Edit the listing from the line containing "One pin per instance of the doorway, set" through the end of the listing by changing "doorway" to "door frame" and leaving all else unchanged. Give back only those lines.

★ ★ ★ ★ ★ ★ ★

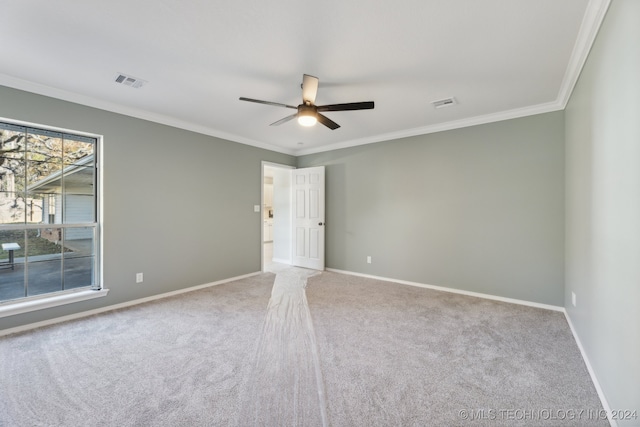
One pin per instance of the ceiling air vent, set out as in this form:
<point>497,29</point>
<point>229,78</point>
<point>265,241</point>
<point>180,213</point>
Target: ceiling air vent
<point>134,82</point>
<point>447,102</point>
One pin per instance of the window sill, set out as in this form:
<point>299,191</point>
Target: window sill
<point>49,302</point>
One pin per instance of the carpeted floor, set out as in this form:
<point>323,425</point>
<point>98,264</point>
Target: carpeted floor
<point>387,354</point>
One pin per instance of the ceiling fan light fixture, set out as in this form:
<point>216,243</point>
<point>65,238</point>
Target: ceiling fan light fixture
<point>307,120</point>
<point>307,116</point>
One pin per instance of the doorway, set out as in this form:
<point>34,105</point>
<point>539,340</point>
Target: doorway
<point>276,216</point>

★ ★ ★ ★ ★ ★ ★

Output for this exercise:
One pin per instance of the door frame, set out as in this form:
<point>34,105</point>
<point>539,340</point>
Target: door frame
<point>276,216</point>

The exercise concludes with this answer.